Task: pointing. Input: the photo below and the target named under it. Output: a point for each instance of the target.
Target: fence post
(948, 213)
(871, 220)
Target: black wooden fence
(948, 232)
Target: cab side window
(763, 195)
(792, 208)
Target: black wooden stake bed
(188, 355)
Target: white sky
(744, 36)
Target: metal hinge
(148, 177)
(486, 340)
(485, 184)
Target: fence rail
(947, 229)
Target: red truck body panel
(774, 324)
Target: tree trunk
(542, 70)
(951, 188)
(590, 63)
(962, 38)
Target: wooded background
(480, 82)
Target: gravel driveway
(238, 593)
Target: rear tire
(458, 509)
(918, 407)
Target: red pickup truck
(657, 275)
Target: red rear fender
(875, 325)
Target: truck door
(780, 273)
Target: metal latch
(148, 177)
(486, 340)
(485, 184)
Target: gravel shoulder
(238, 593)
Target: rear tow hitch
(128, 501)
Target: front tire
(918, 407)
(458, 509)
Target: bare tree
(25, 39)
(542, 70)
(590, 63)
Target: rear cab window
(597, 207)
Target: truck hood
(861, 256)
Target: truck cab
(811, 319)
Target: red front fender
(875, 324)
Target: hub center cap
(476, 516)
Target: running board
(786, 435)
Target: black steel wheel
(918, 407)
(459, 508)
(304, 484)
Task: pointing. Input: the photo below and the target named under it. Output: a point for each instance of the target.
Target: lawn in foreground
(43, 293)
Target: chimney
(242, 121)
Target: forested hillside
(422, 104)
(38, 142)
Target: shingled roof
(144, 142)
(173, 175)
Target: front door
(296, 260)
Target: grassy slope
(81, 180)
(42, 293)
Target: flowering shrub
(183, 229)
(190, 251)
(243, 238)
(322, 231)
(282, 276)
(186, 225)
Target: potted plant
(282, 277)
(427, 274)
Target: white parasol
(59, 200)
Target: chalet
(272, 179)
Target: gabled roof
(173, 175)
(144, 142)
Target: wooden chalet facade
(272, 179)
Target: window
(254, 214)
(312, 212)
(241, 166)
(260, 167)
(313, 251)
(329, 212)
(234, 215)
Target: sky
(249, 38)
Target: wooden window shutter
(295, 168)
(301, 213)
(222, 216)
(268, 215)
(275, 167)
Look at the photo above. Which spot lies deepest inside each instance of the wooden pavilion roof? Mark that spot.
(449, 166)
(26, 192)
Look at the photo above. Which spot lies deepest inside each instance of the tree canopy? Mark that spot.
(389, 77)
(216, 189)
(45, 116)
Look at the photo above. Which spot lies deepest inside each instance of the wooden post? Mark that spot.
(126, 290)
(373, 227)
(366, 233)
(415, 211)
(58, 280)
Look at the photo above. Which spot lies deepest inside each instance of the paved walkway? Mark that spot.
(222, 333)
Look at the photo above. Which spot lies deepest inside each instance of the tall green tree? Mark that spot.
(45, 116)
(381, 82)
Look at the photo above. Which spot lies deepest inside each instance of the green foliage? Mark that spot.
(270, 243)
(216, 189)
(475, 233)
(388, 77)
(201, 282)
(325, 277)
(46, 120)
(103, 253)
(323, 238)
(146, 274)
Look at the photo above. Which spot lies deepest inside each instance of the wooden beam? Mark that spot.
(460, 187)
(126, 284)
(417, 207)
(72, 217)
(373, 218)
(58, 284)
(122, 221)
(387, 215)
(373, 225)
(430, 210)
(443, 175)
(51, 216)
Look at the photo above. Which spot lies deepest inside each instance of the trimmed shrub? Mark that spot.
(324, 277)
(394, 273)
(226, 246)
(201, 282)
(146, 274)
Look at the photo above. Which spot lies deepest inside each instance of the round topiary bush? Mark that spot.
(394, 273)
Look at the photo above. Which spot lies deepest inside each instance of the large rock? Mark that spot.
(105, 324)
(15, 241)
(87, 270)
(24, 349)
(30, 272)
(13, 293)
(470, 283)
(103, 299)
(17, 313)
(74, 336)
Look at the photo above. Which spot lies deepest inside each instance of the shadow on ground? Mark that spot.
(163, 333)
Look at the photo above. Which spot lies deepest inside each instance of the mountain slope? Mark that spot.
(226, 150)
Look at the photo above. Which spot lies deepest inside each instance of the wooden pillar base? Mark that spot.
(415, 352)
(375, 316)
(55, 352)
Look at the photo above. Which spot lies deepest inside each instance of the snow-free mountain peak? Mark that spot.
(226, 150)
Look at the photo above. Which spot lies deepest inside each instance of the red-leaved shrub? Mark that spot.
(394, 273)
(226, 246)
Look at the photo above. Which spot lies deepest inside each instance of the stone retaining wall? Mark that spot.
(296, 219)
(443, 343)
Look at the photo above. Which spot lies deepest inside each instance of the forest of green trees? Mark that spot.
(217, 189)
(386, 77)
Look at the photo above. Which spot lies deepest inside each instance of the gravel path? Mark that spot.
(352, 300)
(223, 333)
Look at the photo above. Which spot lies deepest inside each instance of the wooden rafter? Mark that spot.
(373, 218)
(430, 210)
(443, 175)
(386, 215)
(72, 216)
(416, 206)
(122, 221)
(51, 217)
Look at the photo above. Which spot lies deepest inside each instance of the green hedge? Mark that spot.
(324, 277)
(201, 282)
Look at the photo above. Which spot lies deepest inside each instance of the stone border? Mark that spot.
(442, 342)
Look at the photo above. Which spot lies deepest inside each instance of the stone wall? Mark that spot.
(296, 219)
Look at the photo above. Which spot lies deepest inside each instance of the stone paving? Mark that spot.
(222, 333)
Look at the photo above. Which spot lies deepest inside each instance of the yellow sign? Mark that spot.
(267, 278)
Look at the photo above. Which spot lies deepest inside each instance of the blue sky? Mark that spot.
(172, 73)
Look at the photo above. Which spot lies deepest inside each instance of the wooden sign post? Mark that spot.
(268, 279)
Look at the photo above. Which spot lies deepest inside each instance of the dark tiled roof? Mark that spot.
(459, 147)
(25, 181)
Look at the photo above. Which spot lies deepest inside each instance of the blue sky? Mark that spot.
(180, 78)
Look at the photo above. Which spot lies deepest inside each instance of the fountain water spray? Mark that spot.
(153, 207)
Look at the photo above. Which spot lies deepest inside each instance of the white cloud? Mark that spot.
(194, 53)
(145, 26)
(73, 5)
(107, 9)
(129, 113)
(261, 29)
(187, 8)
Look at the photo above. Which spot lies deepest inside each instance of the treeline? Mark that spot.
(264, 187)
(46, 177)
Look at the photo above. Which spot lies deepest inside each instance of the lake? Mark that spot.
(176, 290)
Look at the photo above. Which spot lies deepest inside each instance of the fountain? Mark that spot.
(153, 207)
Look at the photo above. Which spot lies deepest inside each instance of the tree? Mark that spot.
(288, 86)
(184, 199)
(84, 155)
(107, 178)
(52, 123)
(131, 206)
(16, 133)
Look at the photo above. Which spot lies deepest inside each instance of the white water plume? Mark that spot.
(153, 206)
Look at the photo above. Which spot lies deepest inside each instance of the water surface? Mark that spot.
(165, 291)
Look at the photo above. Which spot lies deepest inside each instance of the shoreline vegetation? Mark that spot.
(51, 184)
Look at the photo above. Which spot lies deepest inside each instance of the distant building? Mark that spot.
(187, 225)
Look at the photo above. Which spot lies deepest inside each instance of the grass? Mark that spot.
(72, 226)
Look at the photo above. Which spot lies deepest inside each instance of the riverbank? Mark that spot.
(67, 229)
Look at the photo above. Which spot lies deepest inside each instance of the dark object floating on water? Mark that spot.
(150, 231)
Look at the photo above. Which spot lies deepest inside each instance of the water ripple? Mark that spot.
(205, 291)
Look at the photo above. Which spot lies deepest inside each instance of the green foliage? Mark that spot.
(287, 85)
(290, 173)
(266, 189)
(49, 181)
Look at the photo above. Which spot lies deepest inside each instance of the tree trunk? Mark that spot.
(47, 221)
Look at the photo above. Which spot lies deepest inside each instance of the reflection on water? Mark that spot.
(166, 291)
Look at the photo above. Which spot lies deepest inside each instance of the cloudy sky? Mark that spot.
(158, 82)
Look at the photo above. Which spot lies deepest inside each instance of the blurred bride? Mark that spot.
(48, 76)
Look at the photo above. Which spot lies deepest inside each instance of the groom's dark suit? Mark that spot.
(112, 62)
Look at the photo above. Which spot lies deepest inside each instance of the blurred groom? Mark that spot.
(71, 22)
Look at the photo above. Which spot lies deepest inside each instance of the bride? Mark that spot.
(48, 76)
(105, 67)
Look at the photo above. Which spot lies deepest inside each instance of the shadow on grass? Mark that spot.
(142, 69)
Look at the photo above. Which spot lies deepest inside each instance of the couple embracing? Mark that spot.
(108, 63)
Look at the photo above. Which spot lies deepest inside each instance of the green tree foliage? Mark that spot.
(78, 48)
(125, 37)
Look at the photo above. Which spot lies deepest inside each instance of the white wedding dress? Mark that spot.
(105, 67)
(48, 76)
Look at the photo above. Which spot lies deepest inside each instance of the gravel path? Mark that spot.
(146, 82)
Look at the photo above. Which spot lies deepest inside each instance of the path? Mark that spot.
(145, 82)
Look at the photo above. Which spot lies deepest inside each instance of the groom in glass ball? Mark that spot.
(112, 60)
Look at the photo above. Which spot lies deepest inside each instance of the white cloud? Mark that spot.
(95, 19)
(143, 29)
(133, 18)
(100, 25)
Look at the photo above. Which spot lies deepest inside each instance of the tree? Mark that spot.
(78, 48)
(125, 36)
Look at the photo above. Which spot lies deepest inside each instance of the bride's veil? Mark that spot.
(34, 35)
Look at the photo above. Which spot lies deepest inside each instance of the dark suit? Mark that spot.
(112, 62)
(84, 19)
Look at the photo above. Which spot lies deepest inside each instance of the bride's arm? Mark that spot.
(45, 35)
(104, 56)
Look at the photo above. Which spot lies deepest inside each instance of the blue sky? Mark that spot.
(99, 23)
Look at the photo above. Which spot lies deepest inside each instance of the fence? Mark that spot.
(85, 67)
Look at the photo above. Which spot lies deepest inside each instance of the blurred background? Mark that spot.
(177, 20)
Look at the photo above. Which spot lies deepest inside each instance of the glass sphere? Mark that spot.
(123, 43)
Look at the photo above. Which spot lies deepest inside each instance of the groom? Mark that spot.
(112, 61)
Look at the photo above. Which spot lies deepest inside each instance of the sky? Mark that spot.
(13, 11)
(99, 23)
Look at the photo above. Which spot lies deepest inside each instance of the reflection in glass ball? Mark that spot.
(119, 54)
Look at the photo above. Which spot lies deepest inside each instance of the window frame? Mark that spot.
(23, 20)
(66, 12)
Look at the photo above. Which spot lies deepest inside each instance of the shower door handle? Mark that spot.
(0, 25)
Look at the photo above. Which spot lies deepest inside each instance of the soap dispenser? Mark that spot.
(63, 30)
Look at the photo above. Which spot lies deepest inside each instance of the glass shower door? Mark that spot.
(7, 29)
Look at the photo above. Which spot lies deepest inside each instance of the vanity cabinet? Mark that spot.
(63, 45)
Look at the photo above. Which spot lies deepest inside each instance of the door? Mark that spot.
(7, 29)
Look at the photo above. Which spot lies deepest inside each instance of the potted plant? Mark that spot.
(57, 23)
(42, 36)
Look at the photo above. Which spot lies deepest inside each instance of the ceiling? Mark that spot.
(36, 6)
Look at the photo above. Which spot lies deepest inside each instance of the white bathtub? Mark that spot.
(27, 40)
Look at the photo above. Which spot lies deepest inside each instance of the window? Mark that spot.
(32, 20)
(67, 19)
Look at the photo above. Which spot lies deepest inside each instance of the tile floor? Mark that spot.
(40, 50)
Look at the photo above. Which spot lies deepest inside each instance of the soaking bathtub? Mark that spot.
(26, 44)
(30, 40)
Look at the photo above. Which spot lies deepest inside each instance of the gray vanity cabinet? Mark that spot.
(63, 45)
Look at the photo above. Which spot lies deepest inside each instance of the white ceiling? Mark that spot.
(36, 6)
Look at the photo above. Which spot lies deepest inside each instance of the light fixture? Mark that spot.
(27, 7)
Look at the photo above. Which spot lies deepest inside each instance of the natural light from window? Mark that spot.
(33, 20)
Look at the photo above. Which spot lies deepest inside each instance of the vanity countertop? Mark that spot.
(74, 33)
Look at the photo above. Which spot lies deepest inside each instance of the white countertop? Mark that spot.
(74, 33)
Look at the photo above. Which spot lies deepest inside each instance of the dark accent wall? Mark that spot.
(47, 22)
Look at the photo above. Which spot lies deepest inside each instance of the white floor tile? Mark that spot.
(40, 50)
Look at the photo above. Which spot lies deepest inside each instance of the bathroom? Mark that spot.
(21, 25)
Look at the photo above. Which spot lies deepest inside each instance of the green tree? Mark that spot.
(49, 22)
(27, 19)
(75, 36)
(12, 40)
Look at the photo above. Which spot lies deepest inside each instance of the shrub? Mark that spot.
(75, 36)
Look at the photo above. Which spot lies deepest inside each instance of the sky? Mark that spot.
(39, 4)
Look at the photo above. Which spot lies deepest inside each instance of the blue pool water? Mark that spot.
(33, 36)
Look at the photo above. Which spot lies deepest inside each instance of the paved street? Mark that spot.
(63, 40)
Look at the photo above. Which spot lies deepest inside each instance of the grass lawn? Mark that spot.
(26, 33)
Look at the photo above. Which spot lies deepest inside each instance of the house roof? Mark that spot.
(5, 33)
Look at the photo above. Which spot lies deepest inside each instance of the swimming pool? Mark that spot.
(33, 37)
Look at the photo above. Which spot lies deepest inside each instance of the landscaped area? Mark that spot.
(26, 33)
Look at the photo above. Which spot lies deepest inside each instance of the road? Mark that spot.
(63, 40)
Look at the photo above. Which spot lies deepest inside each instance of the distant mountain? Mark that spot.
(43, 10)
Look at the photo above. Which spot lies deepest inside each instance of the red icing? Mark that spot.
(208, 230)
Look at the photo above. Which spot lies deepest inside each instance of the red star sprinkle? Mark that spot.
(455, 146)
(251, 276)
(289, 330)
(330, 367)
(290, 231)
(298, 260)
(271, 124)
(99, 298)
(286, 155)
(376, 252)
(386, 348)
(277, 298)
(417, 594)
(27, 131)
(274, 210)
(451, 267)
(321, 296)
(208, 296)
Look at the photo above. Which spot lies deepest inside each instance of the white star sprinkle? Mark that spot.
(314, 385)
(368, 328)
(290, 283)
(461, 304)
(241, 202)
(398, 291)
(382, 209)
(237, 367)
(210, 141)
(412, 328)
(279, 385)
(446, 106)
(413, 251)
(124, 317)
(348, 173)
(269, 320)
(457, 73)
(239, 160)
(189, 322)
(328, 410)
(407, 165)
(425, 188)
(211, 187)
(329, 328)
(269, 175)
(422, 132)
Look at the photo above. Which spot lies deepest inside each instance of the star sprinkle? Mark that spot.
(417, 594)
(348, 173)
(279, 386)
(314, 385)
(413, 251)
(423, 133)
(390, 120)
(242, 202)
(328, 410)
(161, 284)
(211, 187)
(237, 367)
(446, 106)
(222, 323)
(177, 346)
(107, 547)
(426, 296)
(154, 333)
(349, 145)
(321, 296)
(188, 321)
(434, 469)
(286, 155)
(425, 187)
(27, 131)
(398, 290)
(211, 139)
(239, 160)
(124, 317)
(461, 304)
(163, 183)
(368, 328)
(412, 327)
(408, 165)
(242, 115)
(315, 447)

---

**Aim of the task**.
Find the line that contains "red star sprinkle? Mark that spot." in the data above. Reproduce it and every later line exactly, through the last one.

**Response to this exercise**.
Look at the photo above. Which spot lies deepest inside each instance of the red star sprinkle? Mark that spot.
(455, 146)
(251, 276)
(289, 330)
(330, 367)
(290, 231)
(298, 260)
(271, 124)
(99, 298)
(286, 155)
(376, 252)
(386, 348)
(277, 298)
(417, 594)
(27, 131)
(274, 210)
(451, 267)
(321, 296)
(208, 296)
Look at the photo above. Which spot lies deepest inside each instance of the white star sprinkle? Mark that spot.
(314, 385)
(368, 328)
(290, 283)
(461, 304)
(241, 202)
(398, 291)
(382, 209)
(237, 367)
(210, 141)
(412, 328)
(279, 385)
(446, 106)
(413, 251)
(124, 317)
(348, 173)
(269, 320)
(457, 73)
(239, 160)
(189, 322)
(328, 410)
(407, 165)
(425, 188)
(211, 187)
(329, 328)
(269, 175)
(422, 132)
Look at the photo above. Which spot lies deepest inside each instance of the star sprinkle? Mark that spot.
(417, 594)
(348, 173)
(279, 386)
(314, 385)
(413, 251)
(423, 133)
(390, 120)
(242, 202)
(328, 410)
(161, 284)
(211, 187)
(237, 367)
(446, 106)
(222, 323)
(177, 346)
(107, 547)
(426, 296)
(154, 333)
(349, 145)
(321, 296)
(188, 321)
(434, 469)
(286, 155)
(425, 187)
(27, 131)
(398, 290)
(211, 139)
(239, 160)
(124, 317)
(461, 304)
(163, 183)
(368, 328)
(412, 327)
(408, 165)
(242, 115)
(315, 447)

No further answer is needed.